**Problem description:**
In the notification system text, how long is the TTL for idempotency keys stored in Redis?

DDSA Solutions
Case Study7 min read·

Design a Notification System (Push, Email, SMS, In-App)

System design for notifications at scale: multi-channel delivery, templates, user preferences, queues, retries, and idempotency for interview prep.

Almost every product sends notifications — order shipped, friend request, password reset. Interviewers use this prompt to test queues, fan-out, third-party providers, and failure handling without building a full chat system. Start with the interview framework: clarify channels, volume, and whether delivery must be exactly-once or at-least-once.

Requirements

Functional

  • Send notifications via push (mobile), email, SMS, and in-app inbox.
  • Support templates with variables: "Hi {{name}}, your order {{id}} shipped."
  • Users set per-channel preferences (marketing off, security alerts on).
  • Track delivery status: queued, sent, failed, opened (optional).
  • Schedule notifications for future delivery.

Non-functional

  • Handle 1M notifications per day; burst to 10K per minute.
  • Push and email latency under 30 seconds p99 for transactional alerts.
  • At-least-once delivery with idempotency to avoid duplicate charges or spam.
  • Third-party providers (SendGrid, FCM, Twilio) can fail or rate-limit.

Clarify priority

Password reset is high priority; marketing digest is low. Ask if you need priority queues. Most interviews accept two tiers: transactional (immediate) and bulk (batched).

High-level architecture

ComponentRole
Notification APIAccept send requests from other services
Template serviceStore and render templates
Preference serviceUser opt-in per channel and category
Message queue (Kafka/SQS)Decouple producers from delivery workers
Channel workersPush worker, email worker, SMS worker
Provider adaptersFCM, APNs, SendGrid, Twilio
Status storePostgreSQL or DynamoDB for delivery logs
In-app inboxPostgreSQL + optional Redis cache for unread count

Send flow step by step

  1. Order service POST /v1/notifications { user_id, template_id, channel, payload, idempotency_key }.
  2. API validates idempotency_key — return 200 with same notification_id if duplicate.
  3. Load user preferences; skip channel if opted out (return accepted but not queued).
  4. Render template with payload variables.
  5. Publish event to Kafka topic notifications.{channel} with priority header.
  6. Worker consumes, calls provider API (FCM/SendGrid/etc.).
  7. On success: update status = sent. On failure: retry with exponential backoff; dead-letter after N tries.
  8. In-app channel writes row to inbox table; push/email/SMS skip inbox or mirror summary.

Idempotency and deduplication

Producers retry on network failure. Store idempotency_key → notification_id in Redis with 24h TTL (same pattern as API design payment flows). Workers can also dedupe by (user_id, template_id, event_id) within a time window to prevent double password-reset emails from duplicate upstream events.

Templates and localization

Templates live in DB: template_id, channel, locale, subject/body with {{placeholders}}. Render server-side before enqueue — never trust client HTML for email (XSS). For 10 locales, store 10 rows per template or use a CMS. Version templates so old queued jobs reference template_version at enqueue time.

**Dataset rows:**

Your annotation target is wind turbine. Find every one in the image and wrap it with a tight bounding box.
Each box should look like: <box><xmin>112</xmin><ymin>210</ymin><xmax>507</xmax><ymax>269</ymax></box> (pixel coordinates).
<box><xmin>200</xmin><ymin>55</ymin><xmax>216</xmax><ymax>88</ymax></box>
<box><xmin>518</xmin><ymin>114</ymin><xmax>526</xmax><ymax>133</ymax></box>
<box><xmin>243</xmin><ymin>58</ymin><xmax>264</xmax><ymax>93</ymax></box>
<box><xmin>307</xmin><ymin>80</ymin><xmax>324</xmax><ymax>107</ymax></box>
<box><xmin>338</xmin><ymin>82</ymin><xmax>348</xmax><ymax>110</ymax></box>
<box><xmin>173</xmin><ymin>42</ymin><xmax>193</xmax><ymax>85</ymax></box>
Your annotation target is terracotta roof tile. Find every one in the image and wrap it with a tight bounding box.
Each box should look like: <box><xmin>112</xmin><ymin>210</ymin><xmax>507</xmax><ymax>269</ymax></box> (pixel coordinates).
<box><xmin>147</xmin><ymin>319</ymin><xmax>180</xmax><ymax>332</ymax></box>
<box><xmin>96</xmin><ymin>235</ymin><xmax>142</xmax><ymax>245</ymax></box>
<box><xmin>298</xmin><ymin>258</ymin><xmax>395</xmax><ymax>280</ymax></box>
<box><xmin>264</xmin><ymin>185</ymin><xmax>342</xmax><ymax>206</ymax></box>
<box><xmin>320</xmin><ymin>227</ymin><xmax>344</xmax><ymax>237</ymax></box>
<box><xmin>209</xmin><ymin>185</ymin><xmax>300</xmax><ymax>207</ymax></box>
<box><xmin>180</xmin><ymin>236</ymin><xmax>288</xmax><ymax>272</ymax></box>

**Exercise result:**
24 hours.